### JOB
Return each line of the material verbatim.

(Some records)
• • • •

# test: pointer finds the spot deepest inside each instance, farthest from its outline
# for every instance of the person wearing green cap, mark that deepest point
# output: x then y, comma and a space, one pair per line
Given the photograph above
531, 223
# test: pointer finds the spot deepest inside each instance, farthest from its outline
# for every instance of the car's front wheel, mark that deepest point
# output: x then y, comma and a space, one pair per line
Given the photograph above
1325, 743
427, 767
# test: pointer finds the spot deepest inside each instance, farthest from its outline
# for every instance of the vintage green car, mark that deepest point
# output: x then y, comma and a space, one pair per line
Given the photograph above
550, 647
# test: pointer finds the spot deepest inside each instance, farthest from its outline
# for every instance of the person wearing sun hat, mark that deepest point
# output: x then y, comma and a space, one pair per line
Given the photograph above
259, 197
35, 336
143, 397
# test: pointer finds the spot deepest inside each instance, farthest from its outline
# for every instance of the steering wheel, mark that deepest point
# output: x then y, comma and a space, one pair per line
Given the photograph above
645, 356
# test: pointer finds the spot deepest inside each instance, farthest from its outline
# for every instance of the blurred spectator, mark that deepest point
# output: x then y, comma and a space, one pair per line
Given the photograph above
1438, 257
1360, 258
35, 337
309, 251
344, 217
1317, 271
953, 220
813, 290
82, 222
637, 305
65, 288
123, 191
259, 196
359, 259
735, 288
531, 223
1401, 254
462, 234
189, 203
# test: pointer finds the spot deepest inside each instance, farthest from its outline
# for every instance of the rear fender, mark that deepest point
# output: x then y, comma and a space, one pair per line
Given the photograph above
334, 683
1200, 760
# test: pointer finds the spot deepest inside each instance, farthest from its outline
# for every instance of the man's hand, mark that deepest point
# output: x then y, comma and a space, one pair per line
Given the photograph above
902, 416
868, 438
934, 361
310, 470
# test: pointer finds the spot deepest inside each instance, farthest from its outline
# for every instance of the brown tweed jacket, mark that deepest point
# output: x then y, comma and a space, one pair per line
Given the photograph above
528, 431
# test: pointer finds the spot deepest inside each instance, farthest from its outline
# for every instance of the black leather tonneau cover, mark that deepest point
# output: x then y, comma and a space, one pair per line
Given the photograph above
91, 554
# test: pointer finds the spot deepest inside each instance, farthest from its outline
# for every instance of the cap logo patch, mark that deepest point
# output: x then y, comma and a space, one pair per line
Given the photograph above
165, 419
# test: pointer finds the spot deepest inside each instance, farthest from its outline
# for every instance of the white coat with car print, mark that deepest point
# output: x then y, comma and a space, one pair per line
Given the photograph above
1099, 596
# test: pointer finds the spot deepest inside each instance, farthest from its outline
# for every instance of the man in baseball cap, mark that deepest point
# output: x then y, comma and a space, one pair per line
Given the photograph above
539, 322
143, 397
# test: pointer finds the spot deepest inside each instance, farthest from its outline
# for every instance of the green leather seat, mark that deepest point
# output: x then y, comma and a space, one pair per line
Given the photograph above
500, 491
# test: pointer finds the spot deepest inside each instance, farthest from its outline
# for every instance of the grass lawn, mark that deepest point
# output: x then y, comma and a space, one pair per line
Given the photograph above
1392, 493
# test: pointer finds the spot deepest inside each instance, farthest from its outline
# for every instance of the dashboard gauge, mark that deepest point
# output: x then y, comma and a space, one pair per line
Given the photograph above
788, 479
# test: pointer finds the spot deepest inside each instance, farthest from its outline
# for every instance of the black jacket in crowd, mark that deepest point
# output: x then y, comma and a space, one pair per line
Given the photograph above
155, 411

• • • •

### OUTPUT OF THE TASK
# test: pointer finds the spot deepest inside each instance, farthest from its outline
# for every instance of the person wearing green cap, mark that deepest point
# output: x then y, comma and a space, one pair per line
Given the photograph above
531, 223
# test: pointer finds the spot deepest inside each instance, farthest from its outline
# for every instance of the car's front wheel, mark that deepest point
# output: x then y, comma and a space, one pair per line
Given the photograph above
1325, 743
427, 767
# test: pointer finds the spot deepest inside each instance, farthest from its outline
# for every instance of the vintage green car, mark that deepest point
# output: x then y, comma and a space, one pair per line
Given the photograph above
550, 647
# test: pointer finds the spot deepest inside each instance, farthest from its outline
# for every instance of the person wearing sun hat, mark that deepest point
# output: x then y, comma and a space, one pair per line
Given the photograph above
259, 197
35, 336
143, 397
# test: pointer finds the spot deepest inside each instance, farthest from its outline
# for every instance of the steering wheel, mark that deepest point
# output: x then y, comma and a space, one pair per line
Given the photograph above
645, 356
# test: pointer finds the spot deepest inside each instance, farthest from its outline
# for every instance of the blurred spectator, mark that deepest point
# output: x then y, comma and a space, one pair per line
Given the photograph above
1438, 257
1360, 258
35, 337
309, 251
344, 217
1317, 271
953, 220
813, 290
82, 222
637, 305
65, 288
123, 191
259, 196
359, 259
735, 288
531, 223
1401, 254
462, 234
189, 203
# test: pointer finds the spot deepest inside each instance, farthest from its outline
# for every instance of the rear fender, mark that deepest point
# output: x then y, comma and a space, one pair per line
Given the photograph above
334, 683
1200, 760
# test: pointer finds the spot deepest inside each instance, farthest from its outline
# for every instance of the man's hand, mark that deepest point
# output: x then y, comma and a space, one pair per line
Given the photograph above
902, 416
868, 438
934, 361
310, 470
# test: pointer finds the spot deepest inside each instance, farthest from its outline
# for every instance of the brown tweed jacket, mark that deepest point
# output: x then y, comma and a space, one pair per line
Given the photograph above
528, 431
# test: pointer finds the spot deepest inside each instance, farthest from its outline
# for every instance of the black leather tonneau cover, mark that deepest point
# output: x then y, comma and a space, one pair per line
Given the photograph above
91, 554
# test: pointer finds the spot deepest inside each instance, farthest from its outline
# for every instance of the cap logo patch, mark that deepest point
# output: x then y, comma and a space, one pair per line
Given the photograph above
165, 419
# test: pointer finds the spot deepest inside each instance, farthest from its outline
# for every instance of the white coat with car print, mark that deepest point
# output: x then y, comma and a space, one pair per line
Given the photograph above
1099, 596
# test: pointer finds the spot deepest inside each instance, farthest from its outline
# for every instance of the man in baseball cap, mark that deepest point
# output: x then y, comma and a space, one pair per line
Given the photograph above
539, 322
143, 397
# test: pointer finds the spot deepest inside each instance, farthest from its outline
# for every instance of the green leather seat, mark that deepest point
# output: x then y, comma and a space, one pair per line
Given the photograph above
500, 491
# test: pointer finds the spot deepest inside each instance, farthest from its outline
# for every instance of the grass lawn, mark that deepest point
# output: x then y, comma and a space, one pair per line
Given the photograph above
1392, 493
# test: pointer finds the spot deepest inside each instance, farthest from its outline
# for every instance of the dashboard gauge, mark that deepest point
# output: x then y, comma and a space, one pair per line
Given the photograph above
788, 479
# test: pointer finds the spot deepest inside each instance, farthest from its outline
# for every instance of the black jacket in crowd, mark that deepest point
# output: x then y, comma and a space, one pair per line
Given the photograph above
155, 411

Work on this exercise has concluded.